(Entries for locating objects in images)
----
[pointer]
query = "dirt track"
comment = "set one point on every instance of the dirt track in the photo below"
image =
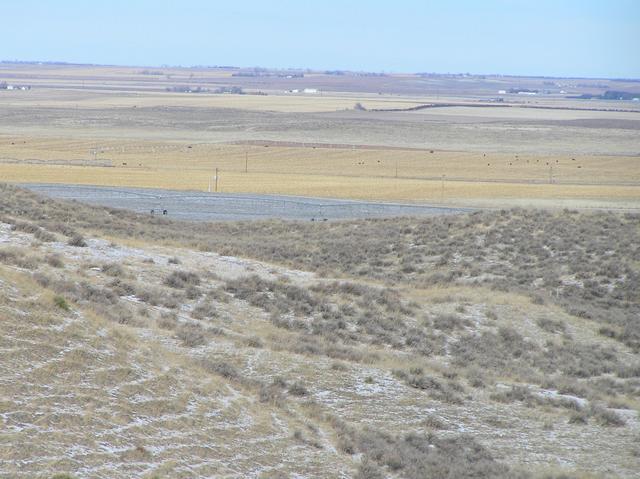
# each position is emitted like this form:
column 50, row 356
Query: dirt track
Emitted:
----
§ To do:
Copy every entry above line for line, leaving the pictures out.

§ Answer to this problem:
[pointer]
query = "dirt track"
comment = "set one point on every instance of the dirt track in the photo below"
image =
# each position is emitted like this form:
column 50, row 356
Query: dirt track
Emitted:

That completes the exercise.